# Yapılması gereken
Yazıdaki şu cümleyi İngilizceye çevirin: "Oysa biz insanlar, ne yazık, öylesine sersemiz ki, çektiğimiz acıların zorlaması olmadan, gerçek bir ilerlemeyi başarmanın cesaretini bulamayız kendimizde."

“…Tarih tüm ilahların en gaddarıdır; zafer arabasını yalnız savaş zamanı değil, aynı zamanda ‘barış içindeki’ ekonomik gelişme dönemlerinde, dağlar gibi yükselen cesetler üzerinden sürükleyip geçirir. Oysa biz insanlar, ne yazık, öylesine sersemiz ki, çektiğimiz acıların zorlaması olmadan, gerçek bir ilerlemeyi başarmanın cesaretini bulamayız kendimizde.” (F. Engels, N.F Danielson’a 24.11.1893 tarihli mektuptan; aktaran: Marks-Engels; Düşünceler Aforizmalar, Yeni Dünya Yayınları)

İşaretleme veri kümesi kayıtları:
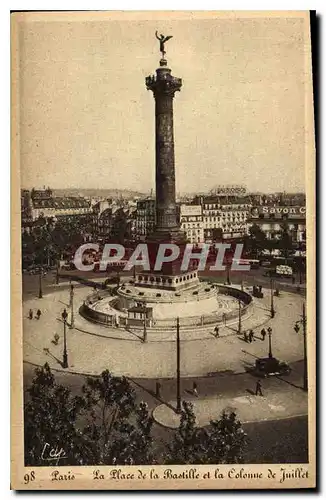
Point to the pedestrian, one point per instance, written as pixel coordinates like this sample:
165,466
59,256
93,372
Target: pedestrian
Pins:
258,388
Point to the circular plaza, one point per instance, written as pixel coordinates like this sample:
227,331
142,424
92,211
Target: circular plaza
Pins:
132,306
94,346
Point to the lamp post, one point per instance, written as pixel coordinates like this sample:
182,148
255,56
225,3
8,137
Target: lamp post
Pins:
57,273
239,319
40,292
270,331
65,355
72,318
178,410
272,299
303,321
145,325
228,281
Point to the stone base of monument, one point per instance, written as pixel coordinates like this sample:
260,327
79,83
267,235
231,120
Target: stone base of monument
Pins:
197,306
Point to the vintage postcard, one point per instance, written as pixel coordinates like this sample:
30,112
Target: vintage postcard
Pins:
163,237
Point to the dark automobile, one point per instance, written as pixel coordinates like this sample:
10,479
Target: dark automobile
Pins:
266,367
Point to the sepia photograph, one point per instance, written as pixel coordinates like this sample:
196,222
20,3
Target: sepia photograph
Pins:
163,236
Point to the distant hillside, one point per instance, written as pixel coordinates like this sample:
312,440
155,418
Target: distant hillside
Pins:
94,193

# Görevin sonucu
Yet we humans are, alas, so foolish that, without the compulsion of the sufferings we endure, we cannot find within ourselves the courage to achieve real progress.